■ EXERCISE GOAL: Starting at the first of the rows below and ending at the line that contains "--target sand bank", rewrite those lines with "sand bank" changed to "sandbar" and nothing else altered. Leave out the pictures.

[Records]
Begin

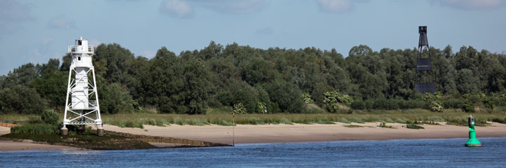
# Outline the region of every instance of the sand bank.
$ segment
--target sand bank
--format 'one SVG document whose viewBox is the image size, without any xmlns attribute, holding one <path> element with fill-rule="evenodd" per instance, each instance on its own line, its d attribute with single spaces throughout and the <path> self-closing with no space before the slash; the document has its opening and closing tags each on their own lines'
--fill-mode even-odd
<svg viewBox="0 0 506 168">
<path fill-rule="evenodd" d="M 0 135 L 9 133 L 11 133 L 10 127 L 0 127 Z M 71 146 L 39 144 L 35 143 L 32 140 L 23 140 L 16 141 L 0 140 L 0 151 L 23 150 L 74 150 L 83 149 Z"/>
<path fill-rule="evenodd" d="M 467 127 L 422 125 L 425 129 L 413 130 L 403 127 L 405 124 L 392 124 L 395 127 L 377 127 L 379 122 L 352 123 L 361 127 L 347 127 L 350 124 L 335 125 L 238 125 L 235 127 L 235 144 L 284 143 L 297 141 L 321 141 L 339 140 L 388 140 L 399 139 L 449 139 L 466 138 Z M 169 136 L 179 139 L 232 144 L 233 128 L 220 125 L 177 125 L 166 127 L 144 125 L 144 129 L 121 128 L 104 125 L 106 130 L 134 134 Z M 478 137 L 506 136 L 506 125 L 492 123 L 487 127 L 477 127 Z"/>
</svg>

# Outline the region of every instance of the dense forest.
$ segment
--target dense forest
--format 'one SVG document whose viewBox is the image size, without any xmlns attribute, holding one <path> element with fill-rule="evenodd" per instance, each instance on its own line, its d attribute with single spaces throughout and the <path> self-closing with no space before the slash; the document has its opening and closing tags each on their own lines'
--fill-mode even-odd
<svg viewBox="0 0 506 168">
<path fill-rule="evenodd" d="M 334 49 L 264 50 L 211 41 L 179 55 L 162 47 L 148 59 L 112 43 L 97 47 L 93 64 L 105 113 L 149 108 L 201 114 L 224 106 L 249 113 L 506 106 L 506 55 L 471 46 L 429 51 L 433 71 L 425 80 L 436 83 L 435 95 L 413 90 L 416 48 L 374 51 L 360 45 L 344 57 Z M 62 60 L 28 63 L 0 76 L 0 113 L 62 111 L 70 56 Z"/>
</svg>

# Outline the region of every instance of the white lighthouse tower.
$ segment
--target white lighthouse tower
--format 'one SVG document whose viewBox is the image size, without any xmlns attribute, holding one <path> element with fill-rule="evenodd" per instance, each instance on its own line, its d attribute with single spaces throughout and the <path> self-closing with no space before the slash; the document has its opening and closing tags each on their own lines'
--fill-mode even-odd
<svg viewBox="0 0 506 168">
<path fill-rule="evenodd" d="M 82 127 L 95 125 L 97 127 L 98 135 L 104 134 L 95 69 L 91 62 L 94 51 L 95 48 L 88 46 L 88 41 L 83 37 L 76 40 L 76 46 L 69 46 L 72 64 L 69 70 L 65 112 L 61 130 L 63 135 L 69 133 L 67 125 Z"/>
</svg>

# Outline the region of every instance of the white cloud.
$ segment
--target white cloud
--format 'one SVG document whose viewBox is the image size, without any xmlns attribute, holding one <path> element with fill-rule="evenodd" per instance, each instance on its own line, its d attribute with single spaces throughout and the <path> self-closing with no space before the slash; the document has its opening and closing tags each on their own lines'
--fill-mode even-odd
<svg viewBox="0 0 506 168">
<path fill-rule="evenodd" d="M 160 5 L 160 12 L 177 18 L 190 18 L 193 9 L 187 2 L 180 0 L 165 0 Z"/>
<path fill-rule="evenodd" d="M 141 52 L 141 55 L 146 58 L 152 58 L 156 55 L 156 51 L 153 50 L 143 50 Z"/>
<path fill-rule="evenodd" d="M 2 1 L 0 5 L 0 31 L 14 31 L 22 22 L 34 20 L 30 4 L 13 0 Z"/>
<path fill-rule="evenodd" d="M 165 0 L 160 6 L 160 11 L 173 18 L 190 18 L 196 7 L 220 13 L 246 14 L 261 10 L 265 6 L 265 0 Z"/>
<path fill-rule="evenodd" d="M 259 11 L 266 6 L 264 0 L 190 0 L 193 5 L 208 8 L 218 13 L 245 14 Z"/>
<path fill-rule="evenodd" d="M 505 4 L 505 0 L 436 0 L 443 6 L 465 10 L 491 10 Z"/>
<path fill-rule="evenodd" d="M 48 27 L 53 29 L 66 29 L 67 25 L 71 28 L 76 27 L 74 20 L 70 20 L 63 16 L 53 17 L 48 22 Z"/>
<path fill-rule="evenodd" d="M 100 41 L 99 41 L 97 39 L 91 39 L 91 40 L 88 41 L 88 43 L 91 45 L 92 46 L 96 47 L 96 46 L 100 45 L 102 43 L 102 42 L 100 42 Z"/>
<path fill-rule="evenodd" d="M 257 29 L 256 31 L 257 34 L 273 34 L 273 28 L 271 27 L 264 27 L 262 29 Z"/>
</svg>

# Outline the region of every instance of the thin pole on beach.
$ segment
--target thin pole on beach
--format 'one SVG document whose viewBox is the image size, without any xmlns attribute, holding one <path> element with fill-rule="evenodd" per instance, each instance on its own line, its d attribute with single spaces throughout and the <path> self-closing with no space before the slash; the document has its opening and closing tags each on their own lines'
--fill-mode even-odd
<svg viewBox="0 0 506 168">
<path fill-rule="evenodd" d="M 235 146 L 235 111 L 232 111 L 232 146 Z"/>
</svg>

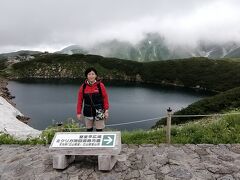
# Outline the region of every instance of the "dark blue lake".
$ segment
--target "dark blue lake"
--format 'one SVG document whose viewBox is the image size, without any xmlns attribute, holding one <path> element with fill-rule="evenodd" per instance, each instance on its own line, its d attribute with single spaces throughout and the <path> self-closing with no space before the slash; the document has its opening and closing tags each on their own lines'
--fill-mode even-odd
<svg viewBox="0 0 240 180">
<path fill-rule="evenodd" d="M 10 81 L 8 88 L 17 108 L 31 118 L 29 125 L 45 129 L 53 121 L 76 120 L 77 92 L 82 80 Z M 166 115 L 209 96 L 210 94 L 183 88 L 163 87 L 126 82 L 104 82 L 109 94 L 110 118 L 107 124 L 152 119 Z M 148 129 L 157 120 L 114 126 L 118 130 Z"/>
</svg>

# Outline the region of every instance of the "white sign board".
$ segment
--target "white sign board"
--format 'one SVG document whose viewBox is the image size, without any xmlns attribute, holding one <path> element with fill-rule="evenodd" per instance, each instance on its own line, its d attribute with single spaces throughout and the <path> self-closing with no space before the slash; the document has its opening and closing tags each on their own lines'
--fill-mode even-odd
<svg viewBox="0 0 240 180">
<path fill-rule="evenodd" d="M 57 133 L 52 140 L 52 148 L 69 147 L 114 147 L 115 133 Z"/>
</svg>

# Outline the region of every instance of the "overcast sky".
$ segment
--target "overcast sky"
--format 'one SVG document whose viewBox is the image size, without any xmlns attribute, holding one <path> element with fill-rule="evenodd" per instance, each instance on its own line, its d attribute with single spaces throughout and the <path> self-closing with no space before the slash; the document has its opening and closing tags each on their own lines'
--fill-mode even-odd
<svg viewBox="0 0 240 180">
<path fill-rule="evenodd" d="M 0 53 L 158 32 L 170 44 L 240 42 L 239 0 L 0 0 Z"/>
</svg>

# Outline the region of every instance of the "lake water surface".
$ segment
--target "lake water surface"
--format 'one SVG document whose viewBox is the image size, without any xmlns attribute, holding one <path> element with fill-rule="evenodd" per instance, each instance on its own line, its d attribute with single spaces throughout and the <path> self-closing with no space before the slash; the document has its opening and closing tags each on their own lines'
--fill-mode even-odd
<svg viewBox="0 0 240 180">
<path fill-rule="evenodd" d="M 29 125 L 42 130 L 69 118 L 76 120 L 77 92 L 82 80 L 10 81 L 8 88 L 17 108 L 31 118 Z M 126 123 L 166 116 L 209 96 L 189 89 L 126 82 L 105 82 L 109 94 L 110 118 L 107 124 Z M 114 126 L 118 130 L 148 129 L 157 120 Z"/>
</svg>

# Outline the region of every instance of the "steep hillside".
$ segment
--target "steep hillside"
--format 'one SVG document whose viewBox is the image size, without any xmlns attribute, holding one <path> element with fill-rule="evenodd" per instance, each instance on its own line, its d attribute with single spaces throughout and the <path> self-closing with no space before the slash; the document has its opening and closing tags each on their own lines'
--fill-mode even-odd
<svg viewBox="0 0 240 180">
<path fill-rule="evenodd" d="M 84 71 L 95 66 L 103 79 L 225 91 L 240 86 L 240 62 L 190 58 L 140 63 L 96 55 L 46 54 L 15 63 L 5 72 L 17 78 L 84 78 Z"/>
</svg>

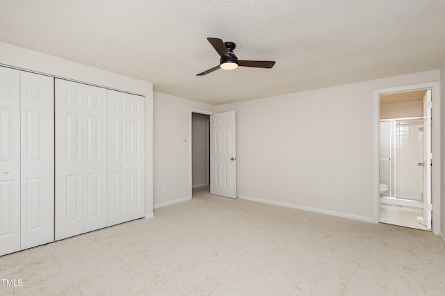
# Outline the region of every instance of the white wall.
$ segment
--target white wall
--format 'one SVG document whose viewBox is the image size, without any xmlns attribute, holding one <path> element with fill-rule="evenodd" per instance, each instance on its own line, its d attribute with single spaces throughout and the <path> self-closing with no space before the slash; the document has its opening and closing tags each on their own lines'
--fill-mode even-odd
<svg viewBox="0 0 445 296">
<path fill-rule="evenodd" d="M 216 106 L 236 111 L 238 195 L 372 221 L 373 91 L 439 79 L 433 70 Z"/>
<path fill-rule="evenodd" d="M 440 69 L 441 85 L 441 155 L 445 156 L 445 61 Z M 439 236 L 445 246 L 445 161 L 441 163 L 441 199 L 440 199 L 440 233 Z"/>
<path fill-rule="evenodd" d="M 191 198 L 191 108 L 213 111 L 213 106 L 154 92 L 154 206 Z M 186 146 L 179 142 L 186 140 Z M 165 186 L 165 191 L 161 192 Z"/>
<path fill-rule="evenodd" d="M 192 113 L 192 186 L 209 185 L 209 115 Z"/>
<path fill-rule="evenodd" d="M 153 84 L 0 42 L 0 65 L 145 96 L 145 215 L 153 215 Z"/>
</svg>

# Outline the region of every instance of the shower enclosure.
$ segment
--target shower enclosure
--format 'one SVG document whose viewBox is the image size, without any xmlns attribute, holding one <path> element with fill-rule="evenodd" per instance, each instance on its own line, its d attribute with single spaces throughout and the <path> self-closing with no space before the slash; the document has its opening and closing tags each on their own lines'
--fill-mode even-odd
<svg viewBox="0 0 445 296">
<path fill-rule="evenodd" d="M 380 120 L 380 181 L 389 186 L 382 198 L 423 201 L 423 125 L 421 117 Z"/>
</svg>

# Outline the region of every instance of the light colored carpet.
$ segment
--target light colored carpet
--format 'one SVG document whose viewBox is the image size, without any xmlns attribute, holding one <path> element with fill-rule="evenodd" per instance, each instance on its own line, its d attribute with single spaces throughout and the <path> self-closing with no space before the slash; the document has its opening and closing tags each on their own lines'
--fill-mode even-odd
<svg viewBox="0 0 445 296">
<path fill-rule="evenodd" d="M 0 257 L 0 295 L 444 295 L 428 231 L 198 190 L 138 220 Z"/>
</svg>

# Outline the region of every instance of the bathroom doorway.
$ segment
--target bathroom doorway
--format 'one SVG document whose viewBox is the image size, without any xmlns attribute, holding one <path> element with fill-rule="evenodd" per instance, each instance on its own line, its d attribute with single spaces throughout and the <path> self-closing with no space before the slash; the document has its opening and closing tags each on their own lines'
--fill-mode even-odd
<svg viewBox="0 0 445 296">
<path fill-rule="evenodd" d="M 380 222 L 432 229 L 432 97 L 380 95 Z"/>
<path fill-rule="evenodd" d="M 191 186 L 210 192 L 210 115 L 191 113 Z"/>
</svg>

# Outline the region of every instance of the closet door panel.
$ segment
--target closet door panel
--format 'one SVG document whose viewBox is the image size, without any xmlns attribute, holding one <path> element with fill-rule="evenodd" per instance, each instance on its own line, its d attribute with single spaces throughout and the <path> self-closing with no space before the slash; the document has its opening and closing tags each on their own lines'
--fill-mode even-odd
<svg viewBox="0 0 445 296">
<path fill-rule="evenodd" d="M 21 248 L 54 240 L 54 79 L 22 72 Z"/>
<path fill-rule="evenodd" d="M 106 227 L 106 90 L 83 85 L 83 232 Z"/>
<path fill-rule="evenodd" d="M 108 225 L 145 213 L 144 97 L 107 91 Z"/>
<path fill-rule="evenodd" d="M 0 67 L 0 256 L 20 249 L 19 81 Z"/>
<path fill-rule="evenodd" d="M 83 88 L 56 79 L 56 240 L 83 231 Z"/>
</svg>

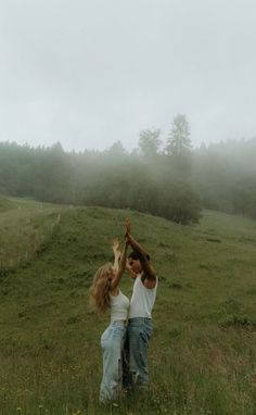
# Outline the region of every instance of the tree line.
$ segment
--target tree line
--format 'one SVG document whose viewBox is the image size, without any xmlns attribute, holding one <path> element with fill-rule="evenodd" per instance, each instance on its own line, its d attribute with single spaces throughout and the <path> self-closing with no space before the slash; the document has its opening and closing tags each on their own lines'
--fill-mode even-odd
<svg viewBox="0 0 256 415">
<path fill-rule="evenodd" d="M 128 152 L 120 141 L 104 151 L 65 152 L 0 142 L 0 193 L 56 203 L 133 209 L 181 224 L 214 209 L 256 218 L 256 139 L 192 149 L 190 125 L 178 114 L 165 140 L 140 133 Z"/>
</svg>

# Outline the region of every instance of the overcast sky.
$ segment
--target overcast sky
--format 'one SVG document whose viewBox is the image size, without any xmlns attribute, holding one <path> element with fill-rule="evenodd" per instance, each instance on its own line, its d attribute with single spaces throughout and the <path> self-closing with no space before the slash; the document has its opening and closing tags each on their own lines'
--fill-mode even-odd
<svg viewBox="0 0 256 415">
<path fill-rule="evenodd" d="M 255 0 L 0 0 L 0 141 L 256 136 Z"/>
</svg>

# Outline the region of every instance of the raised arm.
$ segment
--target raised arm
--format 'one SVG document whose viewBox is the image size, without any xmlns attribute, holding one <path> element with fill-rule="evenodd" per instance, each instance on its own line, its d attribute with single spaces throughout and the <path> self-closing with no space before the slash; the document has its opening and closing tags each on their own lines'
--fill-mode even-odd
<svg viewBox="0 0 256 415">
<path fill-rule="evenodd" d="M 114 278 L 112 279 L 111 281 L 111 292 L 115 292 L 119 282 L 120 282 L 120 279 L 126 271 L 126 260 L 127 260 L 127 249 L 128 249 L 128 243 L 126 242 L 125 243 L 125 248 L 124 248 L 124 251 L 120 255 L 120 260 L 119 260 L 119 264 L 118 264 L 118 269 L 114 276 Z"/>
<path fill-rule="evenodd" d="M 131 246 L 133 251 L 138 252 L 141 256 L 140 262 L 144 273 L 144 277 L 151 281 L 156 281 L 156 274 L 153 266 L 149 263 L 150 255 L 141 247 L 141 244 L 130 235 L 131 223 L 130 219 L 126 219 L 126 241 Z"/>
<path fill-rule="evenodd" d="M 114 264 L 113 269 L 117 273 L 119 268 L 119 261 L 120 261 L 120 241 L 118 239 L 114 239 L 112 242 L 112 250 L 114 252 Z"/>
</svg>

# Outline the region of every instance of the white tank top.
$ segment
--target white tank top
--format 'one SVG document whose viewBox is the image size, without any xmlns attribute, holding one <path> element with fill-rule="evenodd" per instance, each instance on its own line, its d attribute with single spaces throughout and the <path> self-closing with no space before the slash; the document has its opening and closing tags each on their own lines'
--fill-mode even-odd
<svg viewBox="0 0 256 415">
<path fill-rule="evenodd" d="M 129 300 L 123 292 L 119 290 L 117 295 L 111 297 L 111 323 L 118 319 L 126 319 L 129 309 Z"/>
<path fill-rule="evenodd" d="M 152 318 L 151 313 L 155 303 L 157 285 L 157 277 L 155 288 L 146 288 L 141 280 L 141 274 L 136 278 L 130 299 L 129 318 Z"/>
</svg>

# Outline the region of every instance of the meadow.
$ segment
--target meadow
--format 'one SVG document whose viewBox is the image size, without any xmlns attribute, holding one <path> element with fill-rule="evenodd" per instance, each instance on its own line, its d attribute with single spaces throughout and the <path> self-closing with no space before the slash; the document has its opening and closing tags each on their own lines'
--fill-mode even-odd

End

■ COMPLETE OUTPUT:
# Outline the region of every instance of the sandbar.
$ segment
--target sandbar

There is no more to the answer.